Metin:
══════════════════════════════
YNVEUDFJ7BIWBBVWGBXHWUSZS4

Keşmir göğünde kırılgan barış: Bugün sustular, ya yarın?

100 Uçak, 1 Saatlik Gövde Gösterisi

İki nükleer gücün gökyüzünde karşı karşıya geldiği, 100’den fazla savaş uçağının yer aldığı ve yaklaşık bir saat süren hava çatışması, dünya kamuoyunun yüreğini ağzına getirdi. Ancak bu kez kurşunlardan çok hesaplar konuştu. Savaşın eşiğinden dönülen bu krizde devreye giren diplomasi, caydırıcılık dengesi ve sınırlı angajman kuralları, topyekûn yıkımın önüne set çekti.

Askeri ve stratejik uzman Tümgeneral Fayez El Duwairi, bu gerilimin perde arkasını analiz ederek, Hindistan ile Pakistan arasındaki ateşkesin ardında sadece siyasi baskıların değil, askeri gerçekliğin de yattığını vurguladı. El Duwairi’ye göre yaşananlar bir savaş değil, tam anlamıyla bir güç gösterisiydi.

Pakistan’ın sessiz üstünlüğü

Duveyri’nin analizine göre Pakistan, radar ve füze sistemlerinde sağladığı teknik üstünlükle çatışmada taktiksel avantaj elde etti. Ancak bu üstünlüğü büyütmek yerine, kontrollü kalmayı tercih etti. Bir Pakistanlı yetkiliye atıfla, “Daha fazla uçak düşürebilirdik ama bunu tercih etmedik” sözleri, bu stratejik itidali gözler önüne serdi.

Tarafların itidalini sağlayan bir diğer etken de nükleer doktrinler oldu. Hindistan, “nükleer silahları ilk kullanan olmama” politikasını benimserken; Pakistan, daha esnek ve belirsizlik içeren bir yaklaşım sergiliyor. Bu durum, Hindistan’ın konvansiyonel üstünlüğüne rağmen, Pakistan lehine dengeleyici bir caydırıcılık sağlıyor.
══════════════════════════════
Alıntılanan kayıtlar:
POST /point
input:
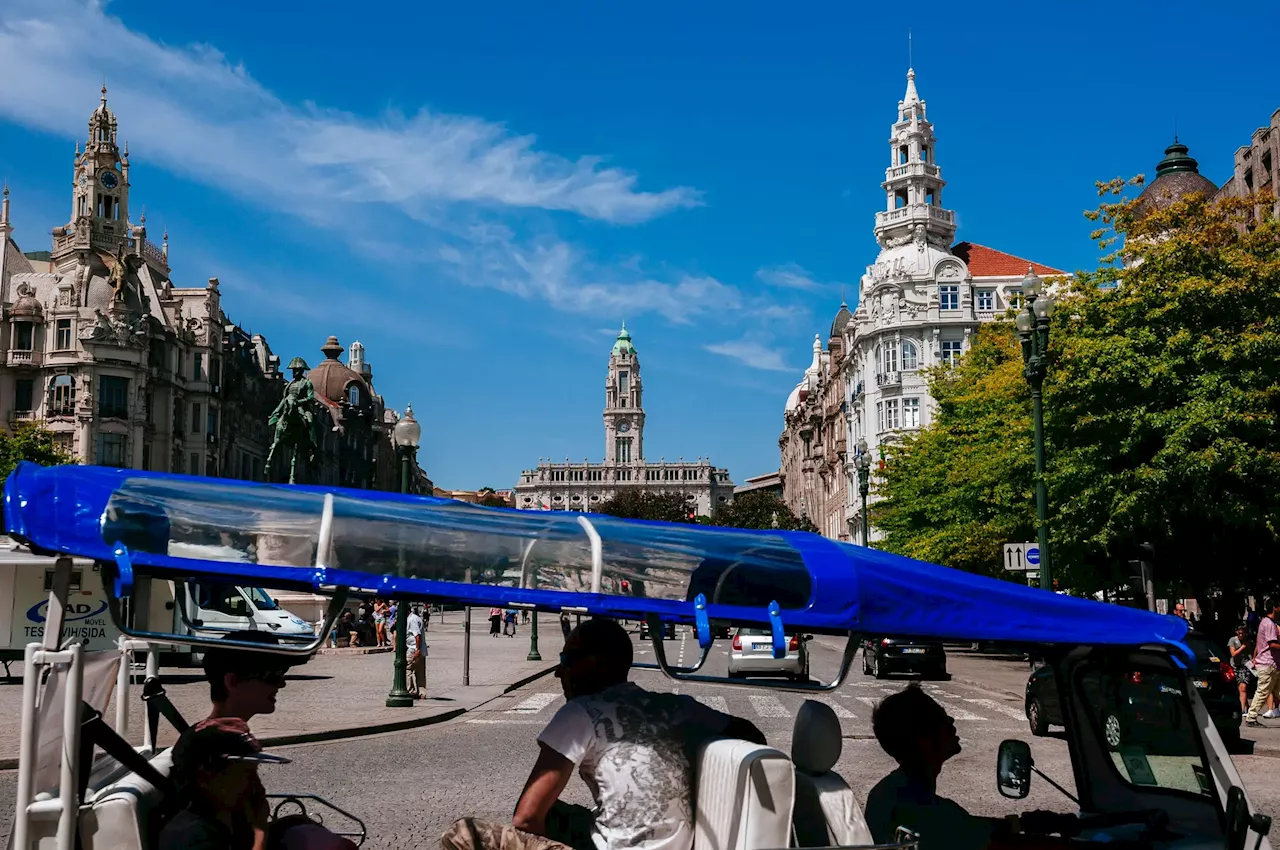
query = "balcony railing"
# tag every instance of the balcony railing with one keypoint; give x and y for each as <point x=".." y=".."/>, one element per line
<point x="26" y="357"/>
══════════════════════════════
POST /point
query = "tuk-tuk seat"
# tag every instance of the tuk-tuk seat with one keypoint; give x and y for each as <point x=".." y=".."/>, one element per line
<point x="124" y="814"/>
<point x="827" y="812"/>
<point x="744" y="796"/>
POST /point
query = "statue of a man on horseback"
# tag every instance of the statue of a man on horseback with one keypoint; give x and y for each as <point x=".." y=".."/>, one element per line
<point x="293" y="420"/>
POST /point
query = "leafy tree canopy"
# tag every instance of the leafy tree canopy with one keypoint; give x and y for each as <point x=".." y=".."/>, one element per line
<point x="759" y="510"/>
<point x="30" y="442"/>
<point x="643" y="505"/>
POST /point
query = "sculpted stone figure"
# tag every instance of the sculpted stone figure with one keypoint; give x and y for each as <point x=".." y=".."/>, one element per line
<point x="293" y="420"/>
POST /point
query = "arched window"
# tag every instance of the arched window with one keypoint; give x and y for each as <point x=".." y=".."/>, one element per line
══════════════════════════════
Yazılı görev 1: Metne göre Hindistan'ın konvansiyonel üstünlüğüne rağmen caydırıcılık dengesi neden Pakistan lehine işliyor? Bir ila üç cümleyle açıklayın.
Yazılı görev 2: Kayıtlarda "canopy" dizgesini içeren satırları sayın ve yalnızca sayıyı verin. Büyük-küçük harf ayrımı dikkate alınmalıdır.

Cevap 1: Hindistan, nükleer silahları ilk kullanan olmama politikasını benimsiyor. Pakistan ise daha esnek ve belirsizlik içeren bir yaklaşım sergiliyor. Nükleer doktrinlerdeki bu fark, Hindistan'ın konvansiyonel üstünlüğüne karşın Pakistan lehine dengeleyici bir caydırıcılık sağlıyor.

Cevap 2: 2